- Passage provided
After analysing the definition of income u/s 2(24(iia) you may observe that the definition itself makes distinction between charitable trust & institution referred into Sec. 10(21) by using the word “or”. (Emphasis supplied)

[(iia) voluntary contributions received by a trust created wholly or partly for charitable or religious purposes or by an institution established wholly or partly for such purposes or by an association or institution referred to in clause (21)

or——

We have been approved as a Scientific Research Organisation all along and also always received approval u/s. 35 (1)(ii) upto A.Y. 2004-05. Latest approval dated:- 10th April, 2002 is enclosed.

Even CBDT has not denied the fact that ours is a research organisation while rejection U/S 35(i)(ii) for weighted deduction in the hands of doner.

We were recognized as ‘Scientific and Industrial Research Organization’ (SIRO) by the Department of Scientific and Industrial Research, Ministry of Science and Technology, Government of India till 31.03.2013.

[Saved entries]
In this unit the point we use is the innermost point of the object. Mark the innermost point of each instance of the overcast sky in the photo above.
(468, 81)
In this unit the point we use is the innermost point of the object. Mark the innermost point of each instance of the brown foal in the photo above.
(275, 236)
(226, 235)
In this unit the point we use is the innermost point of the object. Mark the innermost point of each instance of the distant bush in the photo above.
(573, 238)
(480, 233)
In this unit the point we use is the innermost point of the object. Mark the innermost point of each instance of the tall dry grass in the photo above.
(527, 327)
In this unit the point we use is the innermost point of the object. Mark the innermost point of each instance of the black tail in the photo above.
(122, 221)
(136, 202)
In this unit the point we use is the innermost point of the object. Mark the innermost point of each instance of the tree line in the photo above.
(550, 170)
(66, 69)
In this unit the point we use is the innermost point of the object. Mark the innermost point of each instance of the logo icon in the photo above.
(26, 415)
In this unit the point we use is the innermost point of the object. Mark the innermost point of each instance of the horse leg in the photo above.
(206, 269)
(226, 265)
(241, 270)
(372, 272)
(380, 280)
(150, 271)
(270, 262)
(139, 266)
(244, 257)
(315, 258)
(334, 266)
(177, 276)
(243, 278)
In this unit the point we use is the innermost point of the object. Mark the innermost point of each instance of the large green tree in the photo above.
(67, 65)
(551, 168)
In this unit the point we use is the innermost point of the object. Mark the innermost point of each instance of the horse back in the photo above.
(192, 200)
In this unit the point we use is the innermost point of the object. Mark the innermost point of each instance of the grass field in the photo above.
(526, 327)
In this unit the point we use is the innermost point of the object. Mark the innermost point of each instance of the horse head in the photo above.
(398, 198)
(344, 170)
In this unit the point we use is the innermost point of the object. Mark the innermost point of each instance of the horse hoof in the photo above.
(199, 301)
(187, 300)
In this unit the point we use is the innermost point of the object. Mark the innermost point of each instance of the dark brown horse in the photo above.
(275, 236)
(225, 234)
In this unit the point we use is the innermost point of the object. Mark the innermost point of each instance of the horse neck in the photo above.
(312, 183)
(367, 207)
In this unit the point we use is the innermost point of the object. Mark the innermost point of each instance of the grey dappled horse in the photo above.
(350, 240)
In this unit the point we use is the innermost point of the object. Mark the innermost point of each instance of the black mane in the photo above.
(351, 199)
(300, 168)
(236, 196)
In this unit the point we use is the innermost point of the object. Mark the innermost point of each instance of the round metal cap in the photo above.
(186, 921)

---

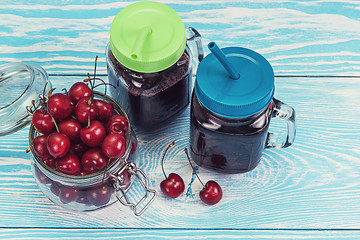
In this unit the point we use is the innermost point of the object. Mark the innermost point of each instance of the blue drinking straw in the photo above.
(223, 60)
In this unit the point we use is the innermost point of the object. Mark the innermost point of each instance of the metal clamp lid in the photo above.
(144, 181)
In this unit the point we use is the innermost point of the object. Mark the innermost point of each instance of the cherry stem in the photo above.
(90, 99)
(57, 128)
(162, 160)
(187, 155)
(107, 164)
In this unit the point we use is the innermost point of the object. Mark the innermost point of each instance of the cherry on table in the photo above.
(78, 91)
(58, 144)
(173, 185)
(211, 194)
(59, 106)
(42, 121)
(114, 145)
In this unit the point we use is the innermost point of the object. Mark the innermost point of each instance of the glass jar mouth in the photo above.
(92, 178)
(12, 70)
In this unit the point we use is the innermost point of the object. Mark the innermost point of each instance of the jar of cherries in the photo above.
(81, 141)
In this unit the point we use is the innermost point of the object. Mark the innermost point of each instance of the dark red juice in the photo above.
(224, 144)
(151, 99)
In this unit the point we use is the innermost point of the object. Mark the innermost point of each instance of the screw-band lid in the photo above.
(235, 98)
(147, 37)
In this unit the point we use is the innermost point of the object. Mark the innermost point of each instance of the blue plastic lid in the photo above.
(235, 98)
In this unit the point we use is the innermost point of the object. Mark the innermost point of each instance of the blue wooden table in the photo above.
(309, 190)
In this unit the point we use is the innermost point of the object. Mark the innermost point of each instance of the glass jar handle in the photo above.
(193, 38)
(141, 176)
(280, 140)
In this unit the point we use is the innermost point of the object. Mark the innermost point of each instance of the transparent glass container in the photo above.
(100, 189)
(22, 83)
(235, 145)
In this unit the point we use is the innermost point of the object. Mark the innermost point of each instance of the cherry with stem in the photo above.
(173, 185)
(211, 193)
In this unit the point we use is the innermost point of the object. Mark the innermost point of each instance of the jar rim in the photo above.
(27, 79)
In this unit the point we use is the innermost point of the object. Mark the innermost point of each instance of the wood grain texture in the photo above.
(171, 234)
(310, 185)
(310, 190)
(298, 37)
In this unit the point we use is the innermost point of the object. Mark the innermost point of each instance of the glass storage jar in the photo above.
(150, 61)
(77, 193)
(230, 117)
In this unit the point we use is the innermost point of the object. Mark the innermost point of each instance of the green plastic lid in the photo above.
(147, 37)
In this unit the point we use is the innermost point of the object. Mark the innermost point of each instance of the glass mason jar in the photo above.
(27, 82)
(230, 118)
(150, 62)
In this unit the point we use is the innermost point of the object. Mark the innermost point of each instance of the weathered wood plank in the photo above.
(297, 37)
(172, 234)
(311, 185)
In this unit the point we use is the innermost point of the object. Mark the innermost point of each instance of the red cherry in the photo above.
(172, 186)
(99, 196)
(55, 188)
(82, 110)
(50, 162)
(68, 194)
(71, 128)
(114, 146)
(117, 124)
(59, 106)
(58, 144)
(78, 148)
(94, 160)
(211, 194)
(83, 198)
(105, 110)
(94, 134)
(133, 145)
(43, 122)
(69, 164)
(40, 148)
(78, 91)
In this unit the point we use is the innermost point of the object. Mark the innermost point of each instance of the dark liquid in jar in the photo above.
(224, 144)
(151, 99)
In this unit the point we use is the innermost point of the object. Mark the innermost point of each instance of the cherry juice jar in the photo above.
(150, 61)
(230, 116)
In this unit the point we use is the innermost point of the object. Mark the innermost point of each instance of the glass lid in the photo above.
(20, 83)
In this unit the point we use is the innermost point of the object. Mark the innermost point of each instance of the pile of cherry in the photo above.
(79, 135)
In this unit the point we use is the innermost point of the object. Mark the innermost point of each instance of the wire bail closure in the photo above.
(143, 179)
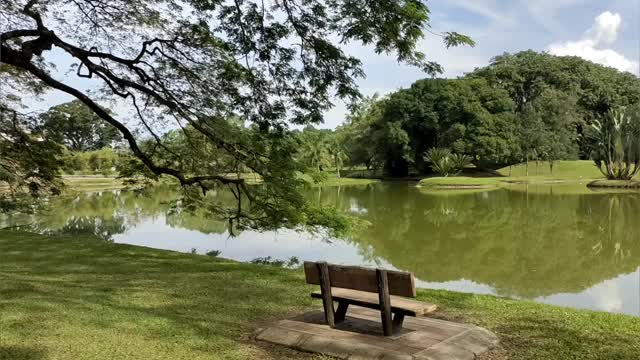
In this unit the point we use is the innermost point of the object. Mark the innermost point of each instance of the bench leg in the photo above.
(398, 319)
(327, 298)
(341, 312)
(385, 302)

- Work order 1
Transcribe the tax passage word for word, everything from "We have been" down to "India till 31.03.2013.".
- Work order 2
For each statement, say yes or no to whether it agrees with the tax passage, and quote the words from the tax passage that decide it: (a) The latest approval enclosed is dated 10th April, 2002. (b) The CBDT denied that the organization is a research organization. (c) The organization's recognition as a Scientific and Industrial Research Organization came from the Department of Scientific and Industrial Research.

- Exercise response 1
We have been approved as a Scientific Research Organisation all along and also always received approval u/s. 35 (1)(ii) upto A.Y. 2004-05. Latest approval dated:- 10th April, 2002 is enclosed.

Even CBDT has not denied the fact that ours is a research organisation while rejection U/S 35(i)(ii) for weighted deduction in the hands of doner.

We were recognized as ‘Scientific and Industrial Research Organization’ (SIRO) by the Department of Scientific and Industrial Research, Ministry of Science and Technology, Government of India till 31.03.2013.

- Exercise response 2
(a) Yes: "Latest approval dated:- 10th April, 2002 is enclosed."
(b) No: "Even CBDT has not denied the fact that ours is a research organisation"
(c) Yes: "by the Department of Scientific and Industrial Research"